Brief
Your output should be the lines of the entries below, exactly, from the first one through the line that holds "Target: window".

Data provided
***
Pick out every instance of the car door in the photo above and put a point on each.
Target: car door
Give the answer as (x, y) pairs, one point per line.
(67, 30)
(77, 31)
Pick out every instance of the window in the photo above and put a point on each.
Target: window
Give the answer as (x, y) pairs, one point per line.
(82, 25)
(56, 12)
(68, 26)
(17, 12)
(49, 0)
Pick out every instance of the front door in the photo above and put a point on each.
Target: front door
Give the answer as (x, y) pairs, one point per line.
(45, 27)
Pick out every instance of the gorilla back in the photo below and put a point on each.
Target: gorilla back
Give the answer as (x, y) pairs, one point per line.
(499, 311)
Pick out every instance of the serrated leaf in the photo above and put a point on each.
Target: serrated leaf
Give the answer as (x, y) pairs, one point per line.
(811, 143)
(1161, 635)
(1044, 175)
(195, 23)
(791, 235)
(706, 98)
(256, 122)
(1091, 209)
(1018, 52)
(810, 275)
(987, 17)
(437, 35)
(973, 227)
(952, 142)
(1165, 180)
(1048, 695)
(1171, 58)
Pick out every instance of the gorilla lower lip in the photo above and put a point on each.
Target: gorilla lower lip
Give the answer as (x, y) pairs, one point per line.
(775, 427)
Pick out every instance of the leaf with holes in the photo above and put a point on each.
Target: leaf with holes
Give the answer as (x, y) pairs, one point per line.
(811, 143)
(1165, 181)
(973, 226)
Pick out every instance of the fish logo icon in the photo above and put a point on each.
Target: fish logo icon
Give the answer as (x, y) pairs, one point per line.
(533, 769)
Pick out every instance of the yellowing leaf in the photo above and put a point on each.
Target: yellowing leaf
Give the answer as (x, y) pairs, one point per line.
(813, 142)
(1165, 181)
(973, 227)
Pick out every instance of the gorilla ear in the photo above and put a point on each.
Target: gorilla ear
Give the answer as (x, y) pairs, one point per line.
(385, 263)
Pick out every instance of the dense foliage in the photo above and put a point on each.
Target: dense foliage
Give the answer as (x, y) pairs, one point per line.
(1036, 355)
***
Answer area
Pick out every instance of the car door in the photo above and put a point on each.
Target: car door
Give the answer as (x, y) pairs, one point per line.
(67, 30)
(77, 31)
Pick out every instance of the window in the photo above and put a point on each.
Target: window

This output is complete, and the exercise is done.